### 本文
————

そのため、精密部品を加工する時は、研磨工程で発生する研磨材や研磨くずのほか、クーラント(切削油など)の除去、さらには空気中に漂うホコリなど環境に由来する異物まで完全に取り除く必要があるのです。半導体は家電製品をはじめ身の回りの電子機器に使われています。ITネットワークの分野ではスマートフォンやパソコンの頭脳として、フラッシュメモリなどの記憶媒体やC P U(演算装置)などに使用されています。HDDはパソコンの記録媒体として多く使用されてきましたが、最近ではクラウド化によりデータサーバーへの用途に比重を移しています。
汚れを取り除いてきれいにするには洗浄が必要です。油汚れに対しては、精密部品も食器・衣類も洗浄の原理は同じです。洗浄剤が隙間に入って汚れを引きはがし、乳化、分散して再付着を防ぐことで汚れを洗浄しています。しかし、求められる洗浄のレベルはかなり違います。汚れやごみのサイズが小さいほど取れにくく、また再付着しやすくなるため、精密部品ではより精度の高い洗浄が必要となります。
特にHDDの場合は、粒子1個でも残ってはいけないレベルの「きれいさ」が要求されます。理由は、HDDの磁気ヘッドとディスク表面の間はわずか10ナノメートルしかなく、その隙間に汚れや異物が残ってはいけないからです。磁気ヘッドをジャンボジェット機に置き換えると、地上から0.5ミリメートルの高さを超低空飛行しているのと同じぐらいの隙間をきれいにするレベルの洗浄が求められているのです。
ハードディスク基板や半導体の洗浄には水系の洗浄剤が使われていますが、小型化、高性能化に伴い、さらに高性能な洗浄剤が求められるようになっています。
水系洗浄、加工油や研磨くずなどの汚れを除去する一方で、酸化による腐食や変色、洗浄剤成分の残留による汚れなどの問題を抱えています。それ故、酸化を防ぐためのpHなどのコントロール、水に溶けやすく残りにくい組成設計などが工夫されています。水系洗浄に使用する水系洗浄剤は、界面活性剤と酸・アルカリなどで構成されており、洗浄する対象や工程によって、アルカリ系、中性系、酸性系などが使い分けられています。

————

精密部品の洗浄についての本文を、最後の文に続けて書き進めること。 記録はこの作業には関係しない。

[物体位置のアノテーションデータ]

————

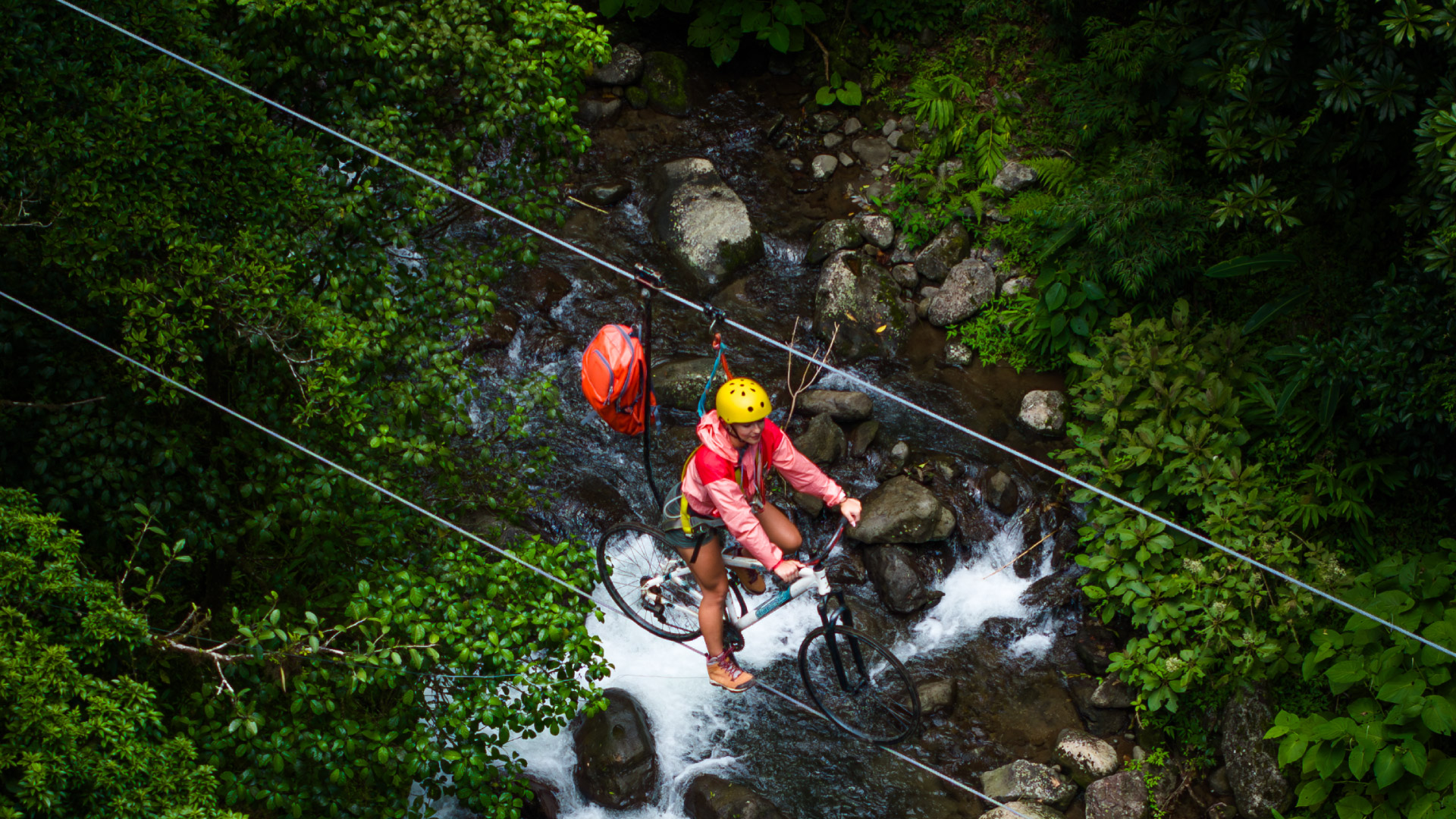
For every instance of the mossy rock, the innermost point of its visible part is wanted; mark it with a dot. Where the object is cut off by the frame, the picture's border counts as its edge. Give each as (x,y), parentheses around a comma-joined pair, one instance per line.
(664,79)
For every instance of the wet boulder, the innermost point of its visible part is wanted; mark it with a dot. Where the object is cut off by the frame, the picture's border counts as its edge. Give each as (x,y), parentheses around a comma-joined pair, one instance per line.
(833,235)
(903,512)
(604,194)
(617,755)
(878,231)
(823,442)
(1024,811)
(842,404)
(680,384)
(702,221)
(715,798)
(1028,781)
(999,491)
(902,588)
(1014,177)
(664,79)
(944,253)
(862,300)
(1044,413)
(1253,761)
(623,69)
(1120,796)
(873,150)
(1084,757)
(968,287)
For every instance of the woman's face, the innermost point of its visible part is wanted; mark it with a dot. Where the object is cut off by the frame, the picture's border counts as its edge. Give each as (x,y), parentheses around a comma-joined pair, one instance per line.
(747,433)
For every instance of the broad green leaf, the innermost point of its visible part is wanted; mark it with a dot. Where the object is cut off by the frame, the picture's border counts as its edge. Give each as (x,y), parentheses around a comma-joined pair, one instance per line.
(1276,309)
(1244,265)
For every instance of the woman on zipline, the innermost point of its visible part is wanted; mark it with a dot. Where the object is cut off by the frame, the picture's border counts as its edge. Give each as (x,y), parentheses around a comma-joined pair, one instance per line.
(723,487)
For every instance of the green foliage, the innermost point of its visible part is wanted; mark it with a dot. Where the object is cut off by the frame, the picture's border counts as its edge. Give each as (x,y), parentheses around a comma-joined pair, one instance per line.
(723,24)
(322,293)
(74,739)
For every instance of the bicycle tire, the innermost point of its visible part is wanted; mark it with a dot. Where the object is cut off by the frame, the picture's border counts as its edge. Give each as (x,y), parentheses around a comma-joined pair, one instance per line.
(637,554)
(880,706)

————

### 解答
HDDの小型化、高機能化に伴い、ハードディスク基板の高密度化が進み、研磨粒子や研磨くずのサイズが小さくなったことを受けて、三洋化成では、より洗浄性の高い洗浄剤を開発してきました。その開発の過程で酸化防止や表面清浄化といった高度な界面制御技術と微細なごみや汚れを分析する評価技術を確立してきました。
三洋化成は、精密部品の加工時に適した洗浄剤として、精密部品用水系洗浄剤『ケミクリーン』シリーズを提供しています。当社の提供する洗浄剤は、濡れ・浸透性と再付着防止性に優れ、お客様から高い評価を得ています。これらの製品は精密部品洗浄に用いられるため、クラス1000レベルのクリーン設備を持つ生産設備で製造しています。
さらに近年は、変化する市場のニーズに応えて、ハードディスク基板洗浄で培った界面制御技術と評価技術を活かし、微細化が進む半導体の製造工程に用いるレジスト剝離剤や金属エッチング剤を開発しています。今後も精密洗浄機能を持つ製品の開発を進め、ITネットワークの発展に寄与していきます。